▶ **Exercise directions**: State how many lines in the listing contain the string "element", and add nothing to that number.

******

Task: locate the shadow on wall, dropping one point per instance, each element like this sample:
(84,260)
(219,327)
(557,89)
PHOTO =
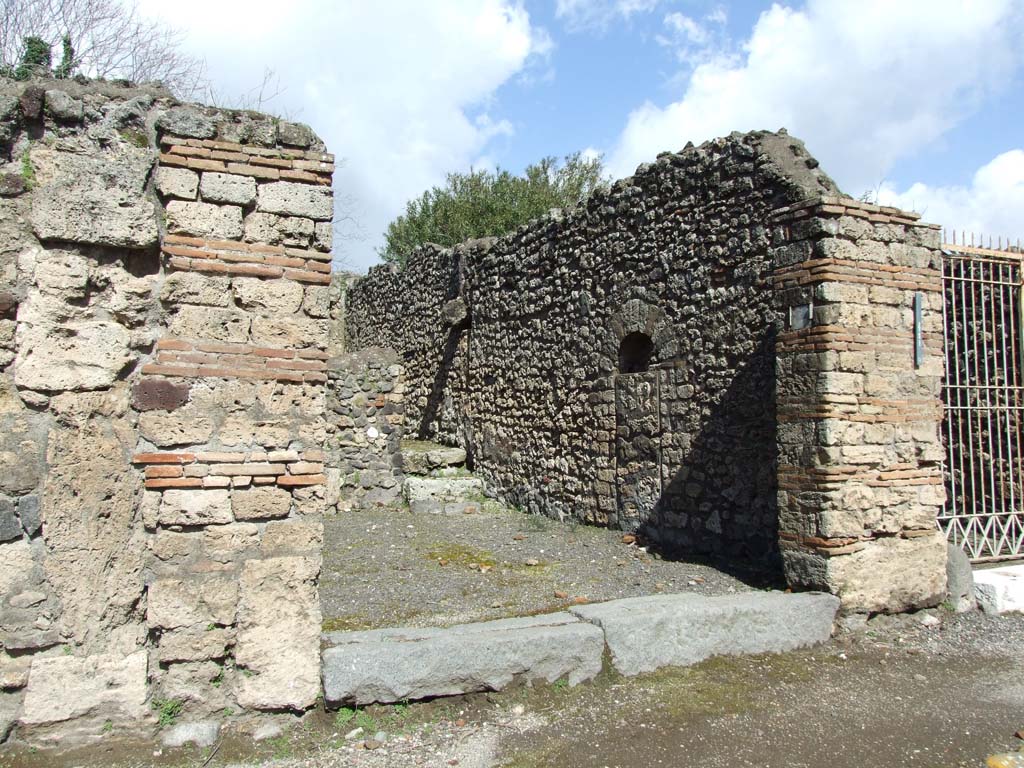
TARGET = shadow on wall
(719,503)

******

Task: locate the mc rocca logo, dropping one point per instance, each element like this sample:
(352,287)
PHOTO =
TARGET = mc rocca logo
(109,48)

******

▶ **Solution for this problem**: 2